Tasks to complete ::
A. Name every type of investing the impact investing article below mentions.
B. Write the next part of the article on aligning impact with business investment, picking up after its final sentence.
··· Text segment ···
Five ways to align your impact with your business investment
By John Hamilton
The key to impact investing in businesses is to align the impact you desire with the company’s goals and strategies.
Impact investing is gaining popularity as more people see it as a way to align the use of their capital with their values.
But when impact investing intersects with business investing, it’s important to ask: “What impact is being achieved, and what does it mean for my relationship with the business?”
Impact investing arrives on the heels of “community” and “socially responsible” investing. There’s danger in the possibility that impact investing may be co-opted by investors who want to capitalize on the movement’s popularity without adopting financing approaches that create the impact. When the work “impact” is disconnected from substance, its meaning is diluted and distorted.
Alternatively, investors who are too impact-focused may, meaning well, apply conditions that unintentionally constrain the business, and even the social good they want to encourage.
··· Given information ···
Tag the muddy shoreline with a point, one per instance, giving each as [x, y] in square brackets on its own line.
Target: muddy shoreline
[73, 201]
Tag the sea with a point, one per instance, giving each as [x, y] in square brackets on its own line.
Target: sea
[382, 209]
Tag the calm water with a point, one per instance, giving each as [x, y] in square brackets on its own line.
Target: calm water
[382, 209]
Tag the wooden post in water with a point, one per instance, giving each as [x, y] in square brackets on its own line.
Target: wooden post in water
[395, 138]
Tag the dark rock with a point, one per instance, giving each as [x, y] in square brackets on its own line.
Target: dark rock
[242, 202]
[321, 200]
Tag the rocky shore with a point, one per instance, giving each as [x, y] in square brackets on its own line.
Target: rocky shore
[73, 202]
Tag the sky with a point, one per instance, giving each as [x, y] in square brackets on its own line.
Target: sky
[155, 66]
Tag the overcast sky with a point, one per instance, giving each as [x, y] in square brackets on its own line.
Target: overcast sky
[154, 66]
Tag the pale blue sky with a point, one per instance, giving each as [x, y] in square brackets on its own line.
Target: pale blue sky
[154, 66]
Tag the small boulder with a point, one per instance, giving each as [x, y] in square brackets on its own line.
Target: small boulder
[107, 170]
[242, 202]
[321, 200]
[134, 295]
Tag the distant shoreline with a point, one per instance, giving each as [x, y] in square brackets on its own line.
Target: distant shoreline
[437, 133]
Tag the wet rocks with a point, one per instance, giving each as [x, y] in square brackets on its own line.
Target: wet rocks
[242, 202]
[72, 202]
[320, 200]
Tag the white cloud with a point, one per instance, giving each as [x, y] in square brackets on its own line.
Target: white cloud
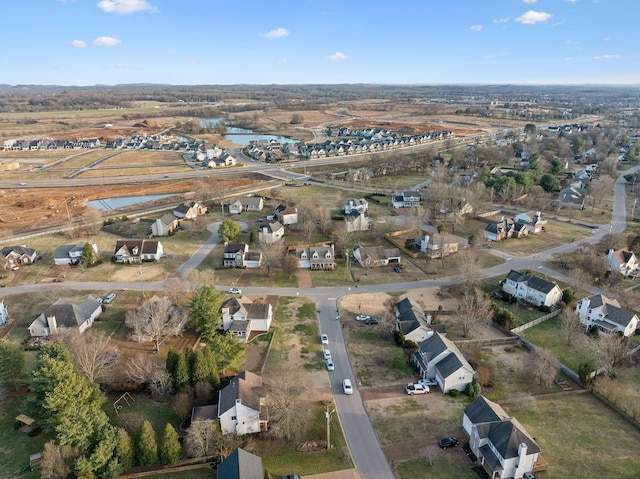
[531, 17]
[277, 33]
[337, 56]
[126, 7]
[106, 42]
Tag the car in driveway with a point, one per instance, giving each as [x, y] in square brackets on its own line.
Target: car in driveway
[347, 388]
[447, 442]
[415, 388]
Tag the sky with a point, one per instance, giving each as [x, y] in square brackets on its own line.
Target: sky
[409, 42]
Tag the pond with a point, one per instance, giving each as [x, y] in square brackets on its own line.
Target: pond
[106, 204]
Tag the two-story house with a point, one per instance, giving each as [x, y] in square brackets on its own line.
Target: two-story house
[531, 289]
[606, 315]
[502, 445]
[241, 404]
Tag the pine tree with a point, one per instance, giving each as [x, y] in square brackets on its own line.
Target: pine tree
[170, 450]
[124, 450]
[147, 445]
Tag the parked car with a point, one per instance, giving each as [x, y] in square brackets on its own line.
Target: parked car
[448, 442]
[427, 382]
[347, 387]
[416, 389]
[330, 366]
[108, 298]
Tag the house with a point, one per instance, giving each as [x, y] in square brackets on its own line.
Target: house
[241, 464]
[4, 314]
[165, 225]
[270, 232]
[240, 405]
[440, 245]
[287, 215]
[19, 255]
[412, 322]
[375, 256]
[623, 261]
[606, 315]
[137, 251]
[438, 358]
[533, 220]
[531, 289]
[406, 199]
[571, 197]
[237, 255]
[241, 317]
[360, 205]
[189, 210]
[501, 444]
[319, 257]
[356, 221]
[63, 314]
[70, 254]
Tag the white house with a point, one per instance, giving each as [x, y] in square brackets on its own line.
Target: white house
[606, 315]
[240, 405]
[501, 444]
[438, 358]
[623, 261]
[61, 313]
[241, 317]
[531, 289]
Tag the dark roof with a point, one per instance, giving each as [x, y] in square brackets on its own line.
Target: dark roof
[241, 464]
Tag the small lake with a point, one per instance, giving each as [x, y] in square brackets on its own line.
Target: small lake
[243, 136]
[106, 204]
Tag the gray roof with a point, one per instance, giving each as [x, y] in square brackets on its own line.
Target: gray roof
[241, 464]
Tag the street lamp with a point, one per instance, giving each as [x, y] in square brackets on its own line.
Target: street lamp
[328, 414]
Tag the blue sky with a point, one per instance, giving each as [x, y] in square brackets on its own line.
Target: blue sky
[188, 42]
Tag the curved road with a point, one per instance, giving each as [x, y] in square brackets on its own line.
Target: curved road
[361, 439]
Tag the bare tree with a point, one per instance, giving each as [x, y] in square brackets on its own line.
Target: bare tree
[474, 311]
[544, 366]
[91, 352]
[155, 319]
[570, 324]
[288, 412]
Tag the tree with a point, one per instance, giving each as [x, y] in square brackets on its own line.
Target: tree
[204, 311]
[474, 310]
[155, 319]
[289, 414]
[12, 364]
[125, 450]
[147, 445]
[549, 183]
[229, 230]
[89, 255]
[170, 448]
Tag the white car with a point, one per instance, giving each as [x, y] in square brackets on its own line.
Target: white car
[347, 388]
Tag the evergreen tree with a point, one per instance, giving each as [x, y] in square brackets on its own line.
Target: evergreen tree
[147, 445]
[125, 451]
[170, 449]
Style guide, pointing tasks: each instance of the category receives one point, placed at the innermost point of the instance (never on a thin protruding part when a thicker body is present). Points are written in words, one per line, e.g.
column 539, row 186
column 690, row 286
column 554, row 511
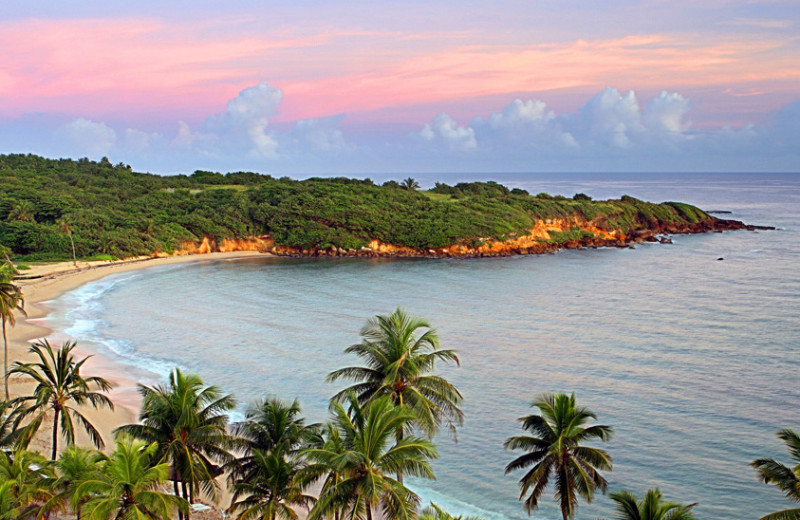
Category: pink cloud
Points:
column 128, row 67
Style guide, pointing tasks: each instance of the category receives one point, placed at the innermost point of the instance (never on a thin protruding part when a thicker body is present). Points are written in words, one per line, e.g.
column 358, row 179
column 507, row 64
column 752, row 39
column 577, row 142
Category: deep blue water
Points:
column 694, row 361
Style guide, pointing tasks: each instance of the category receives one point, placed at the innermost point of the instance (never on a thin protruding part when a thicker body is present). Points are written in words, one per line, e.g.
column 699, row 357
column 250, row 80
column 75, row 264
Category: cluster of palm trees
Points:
column 380, row 431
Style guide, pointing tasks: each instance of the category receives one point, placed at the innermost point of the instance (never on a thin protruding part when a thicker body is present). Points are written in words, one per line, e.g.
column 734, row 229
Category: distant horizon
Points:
column 434, row 86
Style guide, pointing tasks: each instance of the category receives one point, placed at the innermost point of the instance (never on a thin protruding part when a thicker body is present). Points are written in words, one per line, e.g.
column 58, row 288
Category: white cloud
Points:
column 320, row 134
column 610, row 118
column 612, row 130
column 667, row 113
column 243, row 126
column 89, row 138
column 138, row 141
column 521, row 113
column 445, row 130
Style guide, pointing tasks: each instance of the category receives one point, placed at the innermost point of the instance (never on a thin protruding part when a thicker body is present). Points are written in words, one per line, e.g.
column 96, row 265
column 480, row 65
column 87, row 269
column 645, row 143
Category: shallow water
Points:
column 692, row 360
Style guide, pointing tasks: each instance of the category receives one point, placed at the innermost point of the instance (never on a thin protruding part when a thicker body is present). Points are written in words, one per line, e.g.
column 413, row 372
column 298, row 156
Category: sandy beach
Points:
column 46, row 282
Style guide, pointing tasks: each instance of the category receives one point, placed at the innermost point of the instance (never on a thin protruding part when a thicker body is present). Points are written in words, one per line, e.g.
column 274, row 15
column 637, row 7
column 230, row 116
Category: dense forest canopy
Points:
column 112, row 210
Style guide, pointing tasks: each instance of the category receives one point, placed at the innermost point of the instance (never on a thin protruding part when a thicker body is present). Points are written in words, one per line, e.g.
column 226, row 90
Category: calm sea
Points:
column 693, row 360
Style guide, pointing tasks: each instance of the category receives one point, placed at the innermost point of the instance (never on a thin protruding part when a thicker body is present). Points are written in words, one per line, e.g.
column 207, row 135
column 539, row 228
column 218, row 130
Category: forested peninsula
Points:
column 50, row 207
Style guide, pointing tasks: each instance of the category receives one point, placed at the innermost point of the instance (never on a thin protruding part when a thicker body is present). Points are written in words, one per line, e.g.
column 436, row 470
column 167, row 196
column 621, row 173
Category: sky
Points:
column 358, row 87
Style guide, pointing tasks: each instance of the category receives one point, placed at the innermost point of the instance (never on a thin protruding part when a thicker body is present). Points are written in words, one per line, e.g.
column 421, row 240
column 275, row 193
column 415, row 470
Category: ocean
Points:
column 689, row 350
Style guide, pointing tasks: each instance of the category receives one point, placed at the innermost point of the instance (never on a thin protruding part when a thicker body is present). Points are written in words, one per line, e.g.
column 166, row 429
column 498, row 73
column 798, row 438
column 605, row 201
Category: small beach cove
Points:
column 664, row 342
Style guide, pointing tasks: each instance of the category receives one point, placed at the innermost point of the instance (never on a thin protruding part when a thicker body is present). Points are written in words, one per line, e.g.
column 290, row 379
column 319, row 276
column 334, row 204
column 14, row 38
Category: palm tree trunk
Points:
column 74, row 259
column 185, row 496
column 177, row 494
column 400, row 435
column 55, row 434
column 5, row 358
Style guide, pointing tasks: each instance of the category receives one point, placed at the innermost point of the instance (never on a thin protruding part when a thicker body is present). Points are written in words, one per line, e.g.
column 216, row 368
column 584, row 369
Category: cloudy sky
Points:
column 321, row 87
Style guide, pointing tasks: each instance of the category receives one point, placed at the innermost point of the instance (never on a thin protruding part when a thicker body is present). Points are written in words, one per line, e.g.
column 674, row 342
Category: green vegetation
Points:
column 398, row 364
column 784, row 478
column 555, row 451
column 575, row 233
column 375, row 435
column 60, row 387
column 11, row 301
column 651, row 507
column 65, row 209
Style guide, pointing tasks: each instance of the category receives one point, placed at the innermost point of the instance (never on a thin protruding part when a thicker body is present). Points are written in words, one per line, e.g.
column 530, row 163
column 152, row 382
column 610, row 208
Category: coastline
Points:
column 50, row 282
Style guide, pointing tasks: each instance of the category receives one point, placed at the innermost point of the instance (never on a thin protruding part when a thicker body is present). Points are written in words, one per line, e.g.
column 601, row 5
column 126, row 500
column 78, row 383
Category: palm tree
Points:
column 187, row 420
column 372, row 454
column 127, row 486
column 65, row 226
column 10, row 300
column 398, row 364
column 785, row 478
column 555, row 450
column 321, row 455
column 58, row 383
column 74, row 466
column 409, row 184
column 29, row 478
column 11, row 435
column 269, row 424
column 270, row 489
column 651, row 507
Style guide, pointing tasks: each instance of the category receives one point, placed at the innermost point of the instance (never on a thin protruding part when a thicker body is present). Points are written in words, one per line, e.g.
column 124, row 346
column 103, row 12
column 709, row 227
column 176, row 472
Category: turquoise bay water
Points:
column 694, row 361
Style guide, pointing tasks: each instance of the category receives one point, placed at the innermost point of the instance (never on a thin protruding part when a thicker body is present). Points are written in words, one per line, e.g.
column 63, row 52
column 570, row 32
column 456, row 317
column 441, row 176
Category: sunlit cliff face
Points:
column 226, row 245
column 538, row 239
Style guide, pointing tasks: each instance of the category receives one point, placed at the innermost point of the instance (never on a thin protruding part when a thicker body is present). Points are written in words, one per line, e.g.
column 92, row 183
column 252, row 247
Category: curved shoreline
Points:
column 47, row 282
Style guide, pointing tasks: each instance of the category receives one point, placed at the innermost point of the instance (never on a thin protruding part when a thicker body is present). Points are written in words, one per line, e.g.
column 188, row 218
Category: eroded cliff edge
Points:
column 546, row 236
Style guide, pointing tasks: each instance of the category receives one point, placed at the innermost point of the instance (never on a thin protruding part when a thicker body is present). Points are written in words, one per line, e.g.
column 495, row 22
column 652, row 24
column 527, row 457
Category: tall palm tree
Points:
column 373, row 454
column 65, row 226
column 321, row 456
column 59, row 383
column 271, row 488
column 787, row 479
column 74, row 466
column 12, row 436
column 187, row 420
column 127, row 487
column 11, row 300
column 399, row 357
column 270, row 424
column 29, row 478
column 651, row 507
column 554, row 450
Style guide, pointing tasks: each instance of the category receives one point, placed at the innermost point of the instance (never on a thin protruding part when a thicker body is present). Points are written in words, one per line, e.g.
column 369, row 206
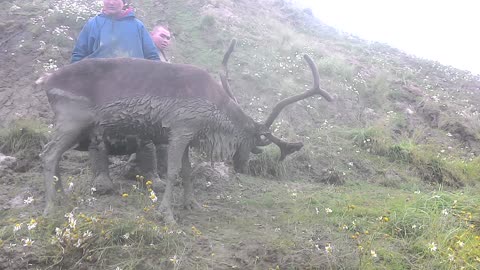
···
Set of answers ::
A.
- Impact investing
- Business investing
- Community investing
- Socially responsible investing

B.
For example, someone may want to apply standardized job-quality metrics across all the businesses in which they’ve invested. That would require defining “quality job” across different industry sectors and stages of business growth. It’s like trying to define a good person—what characteristics always constitute goodness?
If the investor’s metric is unnecessarily restrictive, or focuses on something that doesn’t determine quality, it may not serve the business or the impact goals. The key is to discover how to achieve impact in alignment with a business’s goals and strategies.
Here are some ways investors can do that:1. Screen out investments. This is how socially responsible investments have been defined since the 1970s. This is the easiest for investors to apply (think weapons and tobacco manufacturers), and often has been connected to divestiture campaigns (nuclear power, apartheid).
If an investor believes an industry is bad for society, getting out early, or not getting in at all, are ways to avoid investing in products or practices they oppose. They might also avoid losses.
2. Screen in investments. This is a more-proactive strategy. It restricts the number of deals available to investors, and causes them to pass on more opportunities. What is the opportunity cost for this narrower focus? Perhaps little, if profitable returns can be harvested from businesses that advance the social goals.
3. Add covenants as part of the investment. Covenants make violation of certain business practices a condition of default, and are used when the investor wants to be more proscriptive in generating their desired impact.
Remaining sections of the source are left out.